• [Excerpt]
╭──

WHAT IS A PERFORMANCE BOND?

A Performance bond is a type of surety bond used in contractual projects to make sure that the contractor adheres to all the terms and conditions of the contract and delivers the work on time. It also makes sure that the contractor meets the specified deadline  and does not go beyond the budget.

 

Like other surety bonds, performance bonds are an agreement between three parties. An example would be a commercial business that needs some remodeling work done and hires a construction contractor.

In this case, the bond would be between the contractor (principal), the business owner (obligee), and the person who issues the bond (surety company) The business is protected by the bond and the contractor has to sign a performance bond before getting the approval to proceed with the project.

 

If the contractor does not meet the agreed upon deadline, requests additional money, or does not follow the contract language exactly, a claim can be put on the bond by the obligee, and the compensation to the obligee can be granted by the surety company. However, the principal would be required to reimburse the surety later.

Once the contractor satisfactorily completes the job and adheres to the rules of the bond, the bond then becomes null and void.

WHAT IS A PAYMENT BOND?

 

Payment bonds are a type of surety bond that is required by contractors to guarantee that all parties involved in the project including the subcontractors, material suppliers and workers will be paid, regardless of the project’s completion. The cost of these is based largely upon the contract value of the job, and they are normally presented along with performance bonds. Therefore, all contractors who want to find work in their state will need to be eligible for these bonds.

 

Since it is difficult to predict the outcome of a project and its completion, project owners usually require Payment Bonds. Generally, all the parties involved with a project are paid when the project is completed as per the given specifications of the contract.

╰──

[Source data]
╭──

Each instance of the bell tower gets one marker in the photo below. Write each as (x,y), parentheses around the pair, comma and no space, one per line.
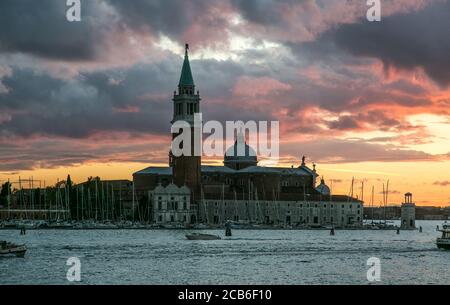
(186,103)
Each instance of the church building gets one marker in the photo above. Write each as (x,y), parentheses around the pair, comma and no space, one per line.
(240,190)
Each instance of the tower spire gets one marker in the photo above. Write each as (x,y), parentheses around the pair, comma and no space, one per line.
(186,79)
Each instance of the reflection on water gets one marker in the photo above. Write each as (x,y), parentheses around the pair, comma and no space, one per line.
(249,257)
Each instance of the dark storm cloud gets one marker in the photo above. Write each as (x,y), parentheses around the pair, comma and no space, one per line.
(169,17)
(416,39)
(133,100)
(265,12)
(40,28)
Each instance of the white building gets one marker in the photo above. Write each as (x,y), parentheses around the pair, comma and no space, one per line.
(408,213)
(295,213)
(171,204)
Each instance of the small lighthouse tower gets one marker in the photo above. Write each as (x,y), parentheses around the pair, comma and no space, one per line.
(408,213)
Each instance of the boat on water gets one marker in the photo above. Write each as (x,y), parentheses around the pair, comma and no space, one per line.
(10,249)
(444,241)
(200,236)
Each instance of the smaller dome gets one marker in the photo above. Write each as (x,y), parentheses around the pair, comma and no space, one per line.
(241,153)
(323,188)
(159,189)
(185,190)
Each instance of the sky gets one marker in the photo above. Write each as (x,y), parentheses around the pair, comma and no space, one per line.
(361,99)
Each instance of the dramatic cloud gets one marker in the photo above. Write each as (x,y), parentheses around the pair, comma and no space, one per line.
(343,89)
(442,183)
(408,41)
(40,28)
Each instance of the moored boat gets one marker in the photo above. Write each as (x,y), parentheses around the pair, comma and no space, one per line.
(8,249)
(199,236)
(444,241)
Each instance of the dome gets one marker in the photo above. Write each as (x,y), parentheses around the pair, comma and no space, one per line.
(240,155)
(159,189)
(323,188)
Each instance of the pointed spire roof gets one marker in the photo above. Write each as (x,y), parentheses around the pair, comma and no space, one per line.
(186,78)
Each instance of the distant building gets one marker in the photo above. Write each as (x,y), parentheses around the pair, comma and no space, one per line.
(408,218)
(241,190)
(172,204)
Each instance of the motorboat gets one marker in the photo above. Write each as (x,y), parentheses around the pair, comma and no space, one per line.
(8,249)
(200,236)
(444,241)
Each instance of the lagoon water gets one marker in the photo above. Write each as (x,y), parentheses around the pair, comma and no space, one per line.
(249,257)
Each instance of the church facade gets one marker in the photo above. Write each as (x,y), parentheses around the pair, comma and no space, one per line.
(240,190)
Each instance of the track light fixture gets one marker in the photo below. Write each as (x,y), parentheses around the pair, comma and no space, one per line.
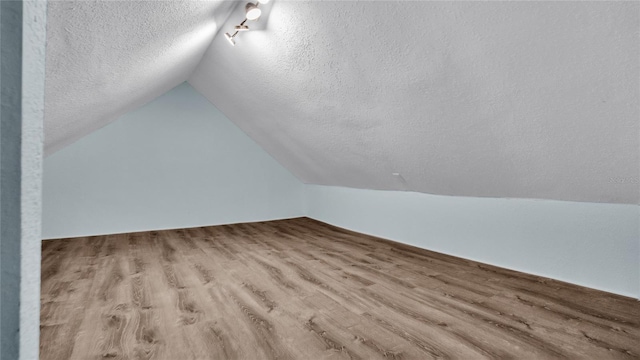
(252,12)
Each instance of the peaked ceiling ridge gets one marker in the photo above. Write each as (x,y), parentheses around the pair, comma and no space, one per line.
(93,79)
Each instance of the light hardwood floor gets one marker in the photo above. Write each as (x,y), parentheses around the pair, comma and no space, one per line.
(300,289)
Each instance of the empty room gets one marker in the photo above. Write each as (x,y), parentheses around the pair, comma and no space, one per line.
(320,180)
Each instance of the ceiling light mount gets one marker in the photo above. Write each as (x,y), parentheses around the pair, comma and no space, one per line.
(252,12)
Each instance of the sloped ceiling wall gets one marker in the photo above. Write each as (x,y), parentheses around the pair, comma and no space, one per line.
(498,99)
(105,58)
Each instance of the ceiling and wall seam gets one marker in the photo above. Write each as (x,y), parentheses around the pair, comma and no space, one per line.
(511,100)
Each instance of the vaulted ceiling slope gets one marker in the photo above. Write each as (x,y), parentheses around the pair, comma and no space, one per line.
(105,58)
(498,99)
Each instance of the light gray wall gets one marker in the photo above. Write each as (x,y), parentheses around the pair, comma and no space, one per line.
(594,245)
(22,40)
(497,99)
(10,133)
(176,162)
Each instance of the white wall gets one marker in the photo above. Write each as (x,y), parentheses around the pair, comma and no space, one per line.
(23,28)
(594,245)
(176,162)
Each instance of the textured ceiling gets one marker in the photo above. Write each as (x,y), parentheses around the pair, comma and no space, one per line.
(500,99)
(105,58)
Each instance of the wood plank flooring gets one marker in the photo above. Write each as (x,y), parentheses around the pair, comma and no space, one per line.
(301,289)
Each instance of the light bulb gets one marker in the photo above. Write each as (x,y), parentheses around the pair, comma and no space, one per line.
(230,38)
(253,12)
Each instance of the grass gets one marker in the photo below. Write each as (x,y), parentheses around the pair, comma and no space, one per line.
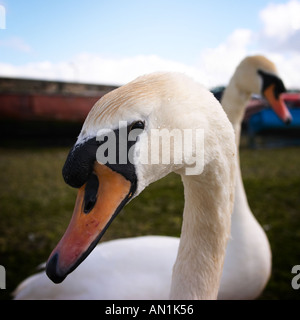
(36,205)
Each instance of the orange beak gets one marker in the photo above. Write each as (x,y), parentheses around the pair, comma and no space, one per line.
(277,104)
(97,204)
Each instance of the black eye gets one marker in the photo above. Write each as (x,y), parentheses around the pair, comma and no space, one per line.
(138,125)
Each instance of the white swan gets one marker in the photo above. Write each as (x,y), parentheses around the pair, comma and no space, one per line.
(247,266)
(248,255)
(150,102)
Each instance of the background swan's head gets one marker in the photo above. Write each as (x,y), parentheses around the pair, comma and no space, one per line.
(259,75)
(119,152)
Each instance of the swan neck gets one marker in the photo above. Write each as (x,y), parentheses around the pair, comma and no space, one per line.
(234,102)
(205,231)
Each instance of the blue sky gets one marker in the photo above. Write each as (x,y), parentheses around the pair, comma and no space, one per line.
(67,34)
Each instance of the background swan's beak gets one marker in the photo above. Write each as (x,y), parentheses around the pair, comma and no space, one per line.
(98,202)
(277,104)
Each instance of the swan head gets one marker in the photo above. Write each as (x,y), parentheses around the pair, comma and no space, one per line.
(259,75)
(120,151)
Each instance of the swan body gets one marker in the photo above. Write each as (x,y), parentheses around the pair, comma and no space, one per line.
(146,267)
(115,270)
(247,265)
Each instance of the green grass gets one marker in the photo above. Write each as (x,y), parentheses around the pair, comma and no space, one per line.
(36,205)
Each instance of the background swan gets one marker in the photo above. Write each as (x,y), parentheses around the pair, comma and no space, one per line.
(206,222)
(248,253)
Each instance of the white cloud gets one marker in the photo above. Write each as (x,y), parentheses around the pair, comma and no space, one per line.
(16,43)
(94,68)
(218,64)
(281,26)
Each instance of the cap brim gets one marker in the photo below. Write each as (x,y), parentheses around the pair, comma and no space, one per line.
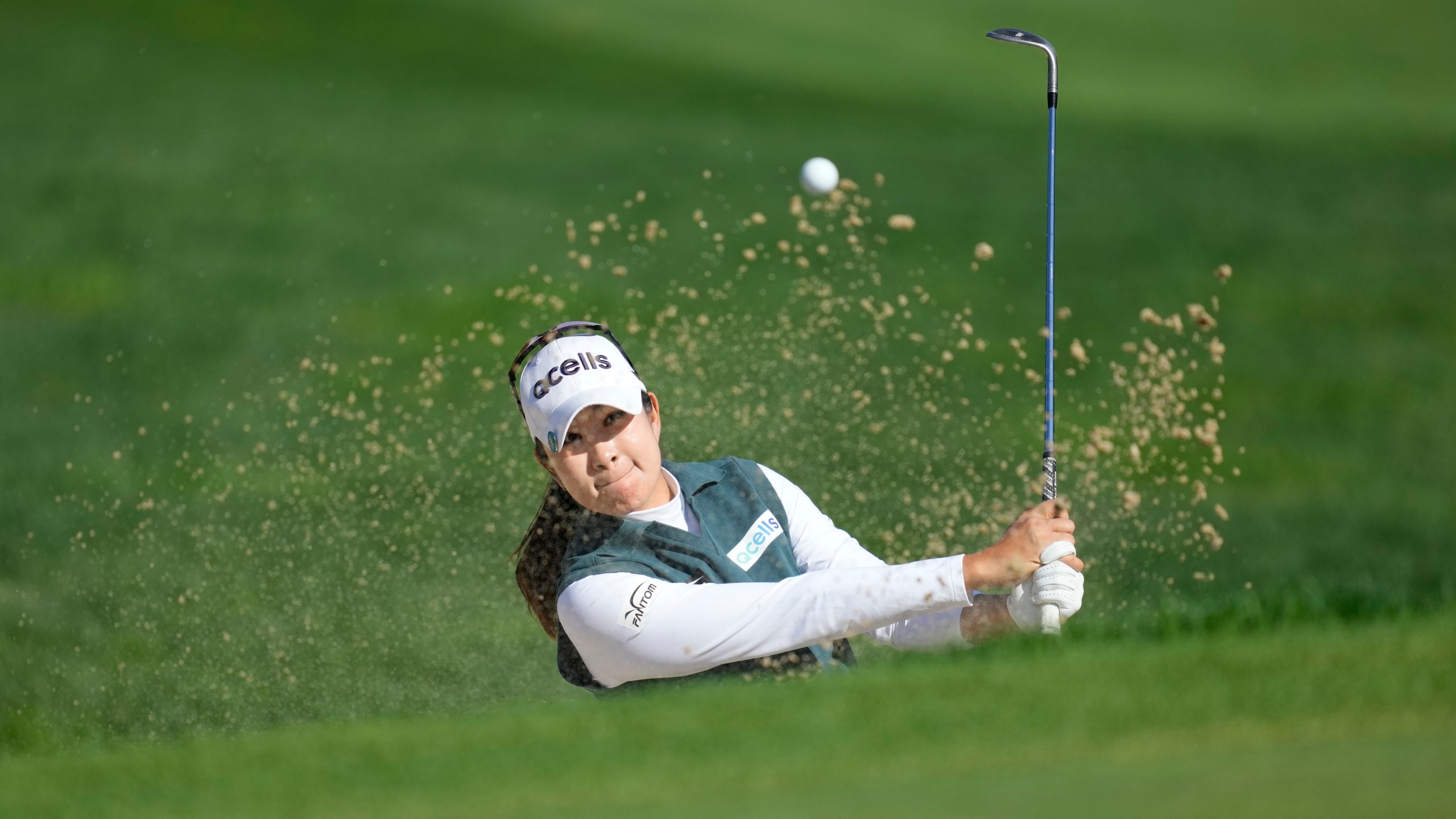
(621,397)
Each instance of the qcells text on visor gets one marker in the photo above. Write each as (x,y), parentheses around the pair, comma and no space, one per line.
(570,367)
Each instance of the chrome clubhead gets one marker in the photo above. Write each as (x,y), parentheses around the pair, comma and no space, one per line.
(1027,38)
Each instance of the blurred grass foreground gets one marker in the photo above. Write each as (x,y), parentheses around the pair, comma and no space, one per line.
(263,266)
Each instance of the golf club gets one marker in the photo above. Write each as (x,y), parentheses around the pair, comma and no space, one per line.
(1050,617)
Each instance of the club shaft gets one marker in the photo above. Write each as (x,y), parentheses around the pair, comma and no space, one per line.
(1049,460)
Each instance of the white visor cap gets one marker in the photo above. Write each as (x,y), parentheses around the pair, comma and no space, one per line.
(570,375)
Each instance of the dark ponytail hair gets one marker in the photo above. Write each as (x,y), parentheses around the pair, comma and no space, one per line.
(537,568)
(539,557)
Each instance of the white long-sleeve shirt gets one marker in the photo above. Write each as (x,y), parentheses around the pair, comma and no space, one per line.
(630,626)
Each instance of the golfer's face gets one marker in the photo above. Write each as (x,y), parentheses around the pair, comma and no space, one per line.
(610,461)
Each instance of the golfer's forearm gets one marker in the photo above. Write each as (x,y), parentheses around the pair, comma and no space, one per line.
(690,628)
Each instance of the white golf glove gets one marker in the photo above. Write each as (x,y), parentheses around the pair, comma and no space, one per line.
(1053,584)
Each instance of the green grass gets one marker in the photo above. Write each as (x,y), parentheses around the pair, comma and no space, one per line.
(1312,722)
(196,196)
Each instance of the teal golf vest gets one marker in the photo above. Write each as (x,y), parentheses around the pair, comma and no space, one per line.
(744,540)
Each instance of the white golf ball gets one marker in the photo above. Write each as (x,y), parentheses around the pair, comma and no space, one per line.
(819,177)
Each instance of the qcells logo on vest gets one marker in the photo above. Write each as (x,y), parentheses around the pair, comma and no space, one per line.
(756,541)
(638,601)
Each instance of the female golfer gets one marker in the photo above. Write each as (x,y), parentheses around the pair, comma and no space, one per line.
(644,569)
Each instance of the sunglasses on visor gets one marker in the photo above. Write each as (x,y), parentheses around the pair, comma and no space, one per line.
(562,330)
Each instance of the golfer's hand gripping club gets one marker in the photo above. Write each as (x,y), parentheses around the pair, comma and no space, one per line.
(1056,588)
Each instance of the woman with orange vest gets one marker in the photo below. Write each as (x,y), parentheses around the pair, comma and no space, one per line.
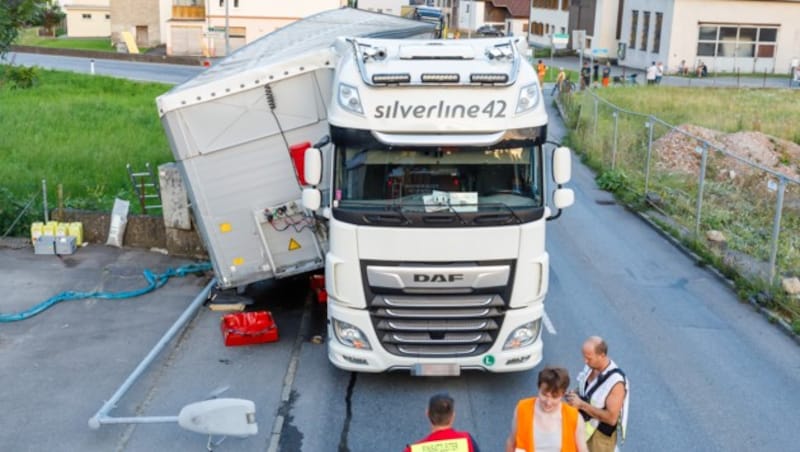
(544,423)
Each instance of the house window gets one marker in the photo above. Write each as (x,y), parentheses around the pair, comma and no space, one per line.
(657,33)
(736,41)
(645,29)
(766,42)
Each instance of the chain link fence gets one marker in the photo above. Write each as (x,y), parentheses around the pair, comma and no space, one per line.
(741,215)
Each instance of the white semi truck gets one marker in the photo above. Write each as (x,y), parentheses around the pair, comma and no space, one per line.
(425,197)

╰──

• [Directives]
A: Reproduce word for word everything in the bond excerpt from "Once the contractor satisfactorily completes" down to "for these bonds.".
B: According to the bond excerpt, why do project owners usually require payment bonds?
These lines have no connection to the bond excerpt.

• [Task-by-task answers]
A:
Once the contractor satisfactorily completes the job and adheres to the rules of the bond, the bond then becomes null and void.

WHAT IS A PAYMENT BOND?

 

Payment bonds are a type of surety bond that is required by contractors to guarantee that all parties involved in the project including the subcontractors, material suppliers and workers will be paid, regardless of the project’s completion. The cost of these is based largely upon the contract value of the job, and they are normally presented along with performance bonds. Therefore, all contractors who want to find work in their state will need to be eligible for these bonds.

B: Project owners usually require payment bonds because it is difficult to predict the outcome of a project and its completion. The bond guarantees that subcontractors, material suppliers and workers will be paid regardless of the project's completion.